> **Written request**: Revise the records below by changing each occurrence of "field log" to "survey notes". Leave everything else unchanged.

> **Records supplied**:

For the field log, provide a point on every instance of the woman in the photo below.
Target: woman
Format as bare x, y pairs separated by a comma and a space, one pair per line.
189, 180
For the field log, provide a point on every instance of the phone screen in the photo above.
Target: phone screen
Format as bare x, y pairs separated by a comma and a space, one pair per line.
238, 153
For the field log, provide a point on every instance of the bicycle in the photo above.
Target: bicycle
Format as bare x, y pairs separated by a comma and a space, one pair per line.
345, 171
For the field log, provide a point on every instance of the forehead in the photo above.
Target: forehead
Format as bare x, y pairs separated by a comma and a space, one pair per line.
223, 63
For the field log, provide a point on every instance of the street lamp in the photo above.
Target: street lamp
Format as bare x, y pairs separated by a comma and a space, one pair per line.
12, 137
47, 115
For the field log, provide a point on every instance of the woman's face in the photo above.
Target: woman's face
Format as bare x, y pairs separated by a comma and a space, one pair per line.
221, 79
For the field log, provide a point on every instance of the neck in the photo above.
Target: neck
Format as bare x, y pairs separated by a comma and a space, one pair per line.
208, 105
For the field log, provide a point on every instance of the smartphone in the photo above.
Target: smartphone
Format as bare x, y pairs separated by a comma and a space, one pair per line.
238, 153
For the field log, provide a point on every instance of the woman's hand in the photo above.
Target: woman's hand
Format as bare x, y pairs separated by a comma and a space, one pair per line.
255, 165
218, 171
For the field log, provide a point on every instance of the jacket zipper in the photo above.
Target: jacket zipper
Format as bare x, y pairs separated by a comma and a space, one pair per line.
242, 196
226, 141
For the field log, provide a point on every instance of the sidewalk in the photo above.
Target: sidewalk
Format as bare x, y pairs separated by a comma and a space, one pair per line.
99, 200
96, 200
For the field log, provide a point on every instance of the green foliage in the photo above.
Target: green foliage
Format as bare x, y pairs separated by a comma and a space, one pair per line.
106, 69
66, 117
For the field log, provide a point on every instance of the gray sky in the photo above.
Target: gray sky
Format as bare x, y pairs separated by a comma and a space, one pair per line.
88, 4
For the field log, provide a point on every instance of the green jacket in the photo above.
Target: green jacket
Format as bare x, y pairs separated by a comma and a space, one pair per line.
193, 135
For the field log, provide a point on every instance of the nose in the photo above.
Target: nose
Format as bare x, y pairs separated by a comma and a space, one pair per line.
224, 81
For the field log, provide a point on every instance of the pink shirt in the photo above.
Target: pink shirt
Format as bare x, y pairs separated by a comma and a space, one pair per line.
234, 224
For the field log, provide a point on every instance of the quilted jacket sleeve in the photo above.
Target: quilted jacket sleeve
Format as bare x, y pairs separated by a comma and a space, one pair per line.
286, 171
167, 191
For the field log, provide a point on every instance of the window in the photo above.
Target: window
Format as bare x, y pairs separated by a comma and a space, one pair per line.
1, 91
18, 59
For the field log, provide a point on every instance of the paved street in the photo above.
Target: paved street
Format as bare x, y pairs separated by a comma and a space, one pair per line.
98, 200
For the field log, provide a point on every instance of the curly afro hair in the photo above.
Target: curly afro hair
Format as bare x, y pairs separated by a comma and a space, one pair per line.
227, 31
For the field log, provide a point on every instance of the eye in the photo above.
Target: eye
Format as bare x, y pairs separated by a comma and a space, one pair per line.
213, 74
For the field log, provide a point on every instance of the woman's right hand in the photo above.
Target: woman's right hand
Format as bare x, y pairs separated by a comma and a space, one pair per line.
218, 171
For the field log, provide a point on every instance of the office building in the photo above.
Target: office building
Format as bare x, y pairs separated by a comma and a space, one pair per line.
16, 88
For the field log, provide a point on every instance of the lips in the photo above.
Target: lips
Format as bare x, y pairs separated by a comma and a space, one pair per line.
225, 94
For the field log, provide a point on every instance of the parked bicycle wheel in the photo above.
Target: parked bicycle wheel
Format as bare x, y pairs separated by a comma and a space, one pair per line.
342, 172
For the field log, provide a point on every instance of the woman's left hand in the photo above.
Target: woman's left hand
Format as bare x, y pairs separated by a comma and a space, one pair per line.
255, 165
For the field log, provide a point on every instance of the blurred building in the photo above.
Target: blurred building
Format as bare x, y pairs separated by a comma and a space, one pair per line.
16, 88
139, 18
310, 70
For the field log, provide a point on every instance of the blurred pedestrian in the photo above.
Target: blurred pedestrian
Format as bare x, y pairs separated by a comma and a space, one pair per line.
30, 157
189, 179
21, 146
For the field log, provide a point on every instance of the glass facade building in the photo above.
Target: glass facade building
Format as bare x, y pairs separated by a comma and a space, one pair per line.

> **The reply**:
For the survey notes, provide a point on every instance of the woman in the photo below.
Target: woman
Format as bare x, y pairs separated by a comma and a space, one pair per line.
189, 180
For the survey notes, provide a point on every instance of the phone screen in the photo above.
Target: phone screen
Format as bare x, y pairs separated by a comma and a space, one pair per line.
238, 153
For the survey notes, provide a point on every instance of the bicycle in the photo above.
Target: bicycle
Format as bare x, y pairs separated by a comma and a space, one pair per line.
345, 171
For the survey notes, provide a point on every instance of the forehead in the photo above.
Target: forehead
Format as bare x, y pairs separated by a comma and a space, one pair per line.
223, 63
For the survey notes, provide a point on every instance of the street lamp in the photo above.
Target: street lamp
Format as bare x, y pairs separated by a comma and a space, one pair per line.
12, 137
47, 115
For the survey notes, provide a point on every instance of the woman's face in the photo above.
Target: woman's face
Format as bare x, y pairs separated by a comma and a space, one pair per line.
221, 79
For the survey notes, provide a point on every instance of the neck in the photo above.
Target: neck
Format as bare x, y pairs separated by a comma and a space, one pair per line.
208, 105
For the survey notes, provide a point on every instance of the smartphone in the photo above.
Target: smartphone
Format as bare x, y pairs separated by a comma and a space, one pair per line.
238, 153
For the survey notes, provide a point on every instance of the woman's hand in the photo above.
Target: woman's hand
Format as bare x, y pairs separated by a comma and a space, one pair per line.
255, 165
218, 171
For the survey notes, provide a point on every instance of the jacket zipper in the photo above.
Target: jacket zipper
Format as bare x, y pairs separated by a comma and a space, one pair per line.
242, 196
226, 141
For the survey notes, provide a point on every instance of the sidewalk in the photo above.
Target: sidewalk
Format as bare x, y pairs separated by a comma and a space, one pair per line.
99, 200
96, 200
For the survey notes, provide a point on every instance of the green foliage in the photo above.
Target: green foliage
Format as bare x, y pairs separated by a comma and a space, one pair per line.
106, 69
66, 117
For the survey notes, provide a point on every instance of the gray sky in the photo above.
Target: gray sky
Format as bare x, y pairs separated by a comma and a space, one pair per line.
88, 4
For the survey notes, provide a point on every instance of the green jacket in the photo above.
Target: green jacket
Format as bare x, y pairs separated by a comma and a space, one pair per line.
193, 135
For the survey notes, provide a point on every instance of the nose in the photo above.
Target: nose
Format as bare x, y pairs separated by a comma and a space, one pair per line.
224, 81
For the survey notes, provide a point on every instance of the pink shirt in the photo above.
Target: pink shirt
Format as bare x, y pairs separated by a comma and a space, one pair per line.
234, 224
For the survey notes, provide a point on every instance of the quilted jacket sleeve in the photo above.
Target: quilted jacket sleeve
Format as bare x, y pairs separated by a comma and a space, one pair per line.
286, 171
167, 191
For the survey notes, provide a point on every instance of the window in the photo above.
Target: window
Format as bare x, y pairs separated by a comma and a space, one pair per line.
1, 91
18, 59
For the survey notes, provide a point on every instance of the paved street in the photo above.
Target: paved street
Format as bare x, y pairs separated by a comma and a space, one pair per line.
98, 200
For the survey notes, provide a point on every instance of the curly afro hair in the photo above.
Target: curly afro hair
Format as bare x, y pairs separated by a comma and a space, one pair per line.
227, 31
For the survey notes, provide a point on every instance of the eye in the photo above.
Target: eye
Format as bare x, y pairs separated by a comma and a space, one pair per line.
213, 74
For the survey notes, provide a point on every instance of the woman's right hand in the photo above.
Target: woman's right hand
Format as bare x, y pairs separated by a comma and a space, one pair per line.
218, 171
For the survey notes, provide a point on every instance of the office building in the photo above.
Target: office building
Format as bare x, y pairs separated by a comma and a space, one pair per line.
16, 88
For the survey notes, provide a point on every instance of the lips in the photo above.
Target: lips
Format as bare x, y pairs separated by a comma and a space, one pair per line.
225, 94
For the survey notes, provide a point on every instance of the parked bicycle wheel in the photo above.
Target: parked bicycle wheel
Format as bare x, y pairs separated by a comma and a space, one pair per line.
342, 172
For the survey notes, provide a point on every instance of the woman's left hand in the photo above.
Target: woman's left hand
Format as bare x, y pairs separated by a comma and a space, one pair per line.
255, 165
For the survey notes, provide a point on every instance of the blurred building in the photo above.
Target: blurred building
Format as bare x, y pairs separated by a comma and a space, one pair per line.
16, 88
139, 18
310, 70
For the survey notes, provide a point on every instance of the blurred pedestrian in the photo above.
Target: blurred pedestrian
Format as bare x, y pairs separated by a comma and a space, one pair per line.
30, 157
189, 179
21, 146
For the survey notes, provide a point on every instance of the glass facade building in the photo above.
Target: glass facade building
Format as bare x, y pairs separated by a comma and a space, one pair per line.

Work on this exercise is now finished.